Please make sure what you return matches the listing below exactly, minus its pictures.

**Provided entries:**
= Beginning of Section =
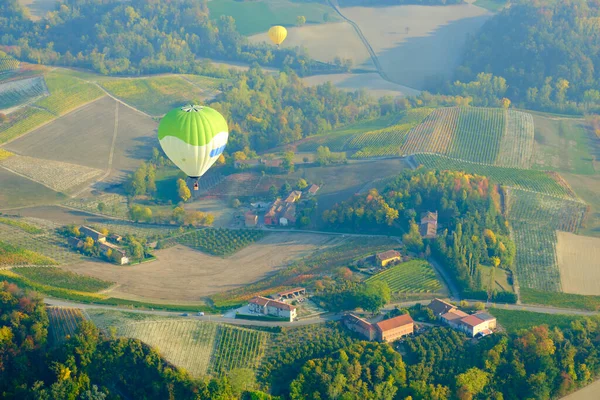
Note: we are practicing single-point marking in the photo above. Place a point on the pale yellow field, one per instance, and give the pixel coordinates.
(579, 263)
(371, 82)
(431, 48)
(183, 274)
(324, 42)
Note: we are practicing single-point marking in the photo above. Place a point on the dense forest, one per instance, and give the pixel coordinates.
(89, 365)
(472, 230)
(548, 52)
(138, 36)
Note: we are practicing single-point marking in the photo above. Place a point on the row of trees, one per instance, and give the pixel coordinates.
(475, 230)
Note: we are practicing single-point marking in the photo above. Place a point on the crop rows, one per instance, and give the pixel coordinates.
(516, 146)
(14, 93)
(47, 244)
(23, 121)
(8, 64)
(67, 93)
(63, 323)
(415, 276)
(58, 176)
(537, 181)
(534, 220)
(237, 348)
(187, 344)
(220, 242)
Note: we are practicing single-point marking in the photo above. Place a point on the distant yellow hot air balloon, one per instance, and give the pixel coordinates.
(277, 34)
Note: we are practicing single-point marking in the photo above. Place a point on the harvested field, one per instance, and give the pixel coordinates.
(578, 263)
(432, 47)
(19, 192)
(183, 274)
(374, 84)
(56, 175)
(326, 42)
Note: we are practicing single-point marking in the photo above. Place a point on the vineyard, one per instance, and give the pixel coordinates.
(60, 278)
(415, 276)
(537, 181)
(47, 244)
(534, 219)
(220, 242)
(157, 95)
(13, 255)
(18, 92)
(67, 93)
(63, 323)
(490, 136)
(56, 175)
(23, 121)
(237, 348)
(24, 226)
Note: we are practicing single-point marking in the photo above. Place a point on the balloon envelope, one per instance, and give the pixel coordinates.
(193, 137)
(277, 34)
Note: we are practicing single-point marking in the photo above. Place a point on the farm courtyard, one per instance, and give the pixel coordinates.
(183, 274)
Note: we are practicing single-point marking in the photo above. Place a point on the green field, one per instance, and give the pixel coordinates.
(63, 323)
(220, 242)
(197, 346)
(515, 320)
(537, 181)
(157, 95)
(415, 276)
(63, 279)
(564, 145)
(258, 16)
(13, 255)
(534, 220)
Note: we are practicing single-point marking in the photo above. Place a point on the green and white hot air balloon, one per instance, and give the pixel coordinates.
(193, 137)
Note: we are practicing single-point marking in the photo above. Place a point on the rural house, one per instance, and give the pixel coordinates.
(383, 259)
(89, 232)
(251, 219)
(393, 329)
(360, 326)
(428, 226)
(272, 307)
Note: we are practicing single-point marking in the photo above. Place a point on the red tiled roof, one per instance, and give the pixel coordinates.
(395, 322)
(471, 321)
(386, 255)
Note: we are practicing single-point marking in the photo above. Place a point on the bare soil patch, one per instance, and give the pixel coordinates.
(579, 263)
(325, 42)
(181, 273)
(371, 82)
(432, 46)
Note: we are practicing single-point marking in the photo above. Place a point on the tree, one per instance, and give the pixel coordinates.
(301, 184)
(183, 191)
= End of Section =
**Response to this task:**
Note: we are practicing single-point marking in the photo above. Place a point on the pale yellow field, one per instance, and give the pixel coordinates.
(579, 263)
(371, 82)
(431, 48)
(183, 274)
(324, 42)
Note: we are practicing single-point marking in the photo above. Place a point on the dense forest, one per instance, and give the pixel coordinates.
(89, 365)
(472, 230)
(548, 52)
(138, 36)
Note: we are practicing single-point marking in the photo above. Place a point on the row of trees, one per instance, and give the pixel coordinates.
(475, 230)
Note: we are practicing single-point marking in the photo above. Place a point on the crop rows, one per instance, and give the pixel coordinates.
(516, 146)
(14, 93)
(47, 244)
(23, 121)
(8, 64)
(67, 93)
(63, 323)
(415, 276)
(58, 176)
(537, 181)
(534, 220)
(237, 348)
(187, 344)
(220, 242)
Note: we are practicing single-point marking in the photo above. Place a point on the distant yellow hot air balloon, one per instance, and give the pixel coordinates.
(277, 34)
Note: we are practicing single-point marking in the photo above. Place a point on the harvested field, one per instance, and give the pixel coordinates.
(578, 263)
(432, 47)
(19, 192)
(183, 274)
(374, 84)
(56, 175)
(326, 42)
Note: we are practicing single-point marking in the photo above. Place a point on the vineyard, one per instance, and give the pixel coordinates.
(60, 278)
(415, 276)
(537, 181)
(47, 244)
(534, 219)
(220, 242)
(157, 95)
(13, 255)
(18, 92)
(67, 93)
(63, 323)
(490, 136)
(56, 175)
(23, 121)
(237, 348)
(24, 226)
Note: we are practicing single-point marking in the photo above. Place a point on the balloon envelope, one per instance, and give the pixel coordinates.
(193, 137)
(277, 34)
Note: we are practicing single-point marking in the photo above. Place a point on the farm courtyard, one per instance, and give the pixel coordinates.
(183, 274)
Note: we are practicing single-point marking in the photo above. Place a point on the green field, one per instance, and give the pixel coordinates.
(63, 323)
(220, 242)
(197, 346)
(515, 320)
(537, 181)
(157, 95)
(415, 276)
(63, 279)
(564, 145)
(258, 16)
(13, 255)
(534, 220)
Note: we are practicing single-point marking in the photo above. Place a point on the green and white hot air balloon, one per instance, and give the pixel coordinates.
(193, 137)
Note: we are practicing single-point marking in the photo above. Place a point on the rural house, one per instance, and give the pixel coordinates.
(383, 259)
(89, 232)
(251, 219)
(393, 329)
(360, 326)
(428, 226)
(272, 307)
Note: we are practicing single-point marking in the photo above. Place a point on the red tiled roof, one per instance, and give the pixel coordinates.
(395, 322)
(471, 321)
(386, 255)
Note: we are practicing single-point marking in the photo above. Place a point on the bare soil patch, one per instance, and give the pixel coordinates.
(579, 263)
(325, 42)
(181, 273)
(371, 82)
(432, 46)
Note: we are practicing single-point marking in the photo above. Place a point on the tree, one per instance, and give the pixel coordinates.
(301, 184)
(183, 191)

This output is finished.